TEXTE DE L'EXERCICE
----

4° / que sauf accord des parties, le contrat de travail à durée déterminée ne peut être rompu avant l'échéance du terme qu'en cas de faute grave, de force majeure ou d'inaptitude constatée par le médecin du travail ; qu'il y a force majeure en matière contractuelle lorsqu'un événement échappant au contrôle du débiteur, qui ne pouvait être raisonnablement prévu lors de la conclusion du contrat et dont les effets ne peuvent être évités par des mesures appropriées, empêche l'exécution de son obligation par le débiteur ; que la société Sysco France faisait valoir que la fermeture le 14 mars 2020 de tous les bars, cafés et restaurants, et la fermeture le 16 mars 2020 de toutes les cantines scolaires, avaient été décidées pour une durée indéterminable, la durée initiale de 15 jours prévue étant reconductible ; que la cour d'appel a elle-même constaté que cette fermeture avait été décidée le 14 mars 2020 "jusqu'à nouvel ordre" ; qu'en se fondant sur le caractère temporaire de la fermeture des établissements ouverts au public pour en déduire que la rupture anticipée du contrat de travail de la salariée conclu pour une durée déterminée, n'était pas justifiée par un cas de force majeure, sans rechercher, comme elle y était invitée, si à la date de l'annonce des mesures gouvernementales de fermeture des cantines, cafés bars et restaurants, les 14 et 16 mars 2020, la société Sysco France était en mesure de savoir que les fermetures seraient temporaires et d'une durée inférieure à la durée limitée du contrat de travail de la salariée, la cour d'appel a privé sa décision de base légale au regard des articles L1243-1 du code du travail et 1218 du code civil. »

----

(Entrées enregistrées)
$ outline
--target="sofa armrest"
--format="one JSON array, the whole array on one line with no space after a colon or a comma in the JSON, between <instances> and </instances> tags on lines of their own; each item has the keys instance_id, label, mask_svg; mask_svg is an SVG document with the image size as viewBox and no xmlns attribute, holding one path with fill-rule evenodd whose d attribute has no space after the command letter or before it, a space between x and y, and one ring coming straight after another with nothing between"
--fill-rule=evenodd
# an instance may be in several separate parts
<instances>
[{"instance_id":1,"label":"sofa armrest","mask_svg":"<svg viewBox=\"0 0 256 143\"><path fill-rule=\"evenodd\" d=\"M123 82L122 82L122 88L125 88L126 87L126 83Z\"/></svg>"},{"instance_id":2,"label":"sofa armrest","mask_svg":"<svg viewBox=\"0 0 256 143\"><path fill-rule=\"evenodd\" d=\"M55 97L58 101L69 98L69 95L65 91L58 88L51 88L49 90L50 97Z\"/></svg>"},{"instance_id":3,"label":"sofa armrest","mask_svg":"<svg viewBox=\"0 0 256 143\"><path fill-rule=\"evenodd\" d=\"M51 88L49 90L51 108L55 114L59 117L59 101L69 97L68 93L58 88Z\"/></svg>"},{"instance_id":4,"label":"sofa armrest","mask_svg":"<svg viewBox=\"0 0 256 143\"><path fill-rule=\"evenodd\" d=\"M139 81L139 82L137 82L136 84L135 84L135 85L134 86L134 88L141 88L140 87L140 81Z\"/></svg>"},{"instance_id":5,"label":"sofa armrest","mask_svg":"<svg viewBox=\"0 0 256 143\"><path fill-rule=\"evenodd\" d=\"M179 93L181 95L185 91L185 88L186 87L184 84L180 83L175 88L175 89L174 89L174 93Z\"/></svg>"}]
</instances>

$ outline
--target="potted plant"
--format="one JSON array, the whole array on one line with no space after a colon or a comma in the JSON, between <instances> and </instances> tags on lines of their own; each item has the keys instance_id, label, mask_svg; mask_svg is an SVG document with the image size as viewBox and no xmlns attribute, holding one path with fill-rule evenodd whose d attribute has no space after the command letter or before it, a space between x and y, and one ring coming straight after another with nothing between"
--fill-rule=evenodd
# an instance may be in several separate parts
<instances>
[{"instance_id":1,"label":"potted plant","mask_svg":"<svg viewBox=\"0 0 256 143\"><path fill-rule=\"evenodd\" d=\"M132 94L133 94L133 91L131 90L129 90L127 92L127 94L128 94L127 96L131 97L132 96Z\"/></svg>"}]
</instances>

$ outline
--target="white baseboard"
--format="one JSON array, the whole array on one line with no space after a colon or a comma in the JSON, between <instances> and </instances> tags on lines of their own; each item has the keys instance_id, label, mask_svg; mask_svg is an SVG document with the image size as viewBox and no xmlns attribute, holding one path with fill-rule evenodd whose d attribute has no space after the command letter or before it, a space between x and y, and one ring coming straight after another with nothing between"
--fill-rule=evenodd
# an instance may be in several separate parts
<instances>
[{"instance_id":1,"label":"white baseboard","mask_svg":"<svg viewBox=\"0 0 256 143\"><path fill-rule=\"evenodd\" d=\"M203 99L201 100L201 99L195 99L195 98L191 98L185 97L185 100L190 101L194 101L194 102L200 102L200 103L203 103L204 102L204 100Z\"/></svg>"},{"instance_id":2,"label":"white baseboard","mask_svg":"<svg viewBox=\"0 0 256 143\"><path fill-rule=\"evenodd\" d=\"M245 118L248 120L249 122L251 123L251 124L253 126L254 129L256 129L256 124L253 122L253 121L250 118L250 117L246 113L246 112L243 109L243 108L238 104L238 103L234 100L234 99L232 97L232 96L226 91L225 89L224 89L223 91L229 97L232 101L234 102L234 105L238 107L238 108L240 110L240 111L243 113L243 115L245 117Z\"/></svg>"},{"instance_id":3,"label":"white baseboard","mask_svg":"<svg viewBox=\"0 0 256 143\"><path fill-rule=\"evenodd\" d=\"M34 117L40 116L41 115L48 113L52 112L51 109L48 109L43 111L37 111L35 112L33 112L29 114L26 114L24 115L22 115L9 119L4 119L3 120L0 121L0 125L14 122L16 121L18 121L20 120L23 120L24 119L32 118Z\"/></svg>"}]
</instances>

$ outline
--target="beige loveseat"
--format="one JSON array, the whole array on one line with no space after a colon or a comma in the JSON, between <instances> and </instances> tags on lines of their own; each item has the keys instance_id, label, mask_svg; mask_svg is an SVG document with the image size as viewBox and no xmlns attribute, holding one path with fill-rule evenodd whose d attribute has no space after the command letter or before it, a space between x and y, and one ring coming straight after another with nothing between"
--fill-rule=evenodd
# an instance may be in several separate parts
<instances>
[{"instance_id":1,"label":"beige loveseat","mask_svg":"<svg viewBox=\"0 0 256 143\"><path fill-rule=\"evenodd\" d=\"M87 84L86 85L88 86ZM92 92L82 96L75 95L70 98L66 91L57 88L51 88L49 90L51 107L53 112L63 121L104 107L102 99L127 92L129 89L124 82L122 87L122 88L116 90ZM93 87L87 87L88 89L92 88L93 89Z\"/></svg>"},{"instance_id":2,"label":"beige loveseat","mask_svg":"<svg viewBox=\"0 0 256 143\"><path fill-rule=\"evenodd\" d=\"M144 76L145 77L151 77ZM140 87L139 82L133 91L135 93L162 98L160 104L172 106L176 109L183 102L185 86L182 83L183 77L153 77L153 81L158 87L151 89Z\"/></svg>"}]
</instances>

----

D'après le texte sur la rupture du contrat à durée déterminée, quel jour la fermeture de toutes les cantines scolaires a-t-elle été décidée ?

VOTRE RÉPONSE
Le 16 mars 2020.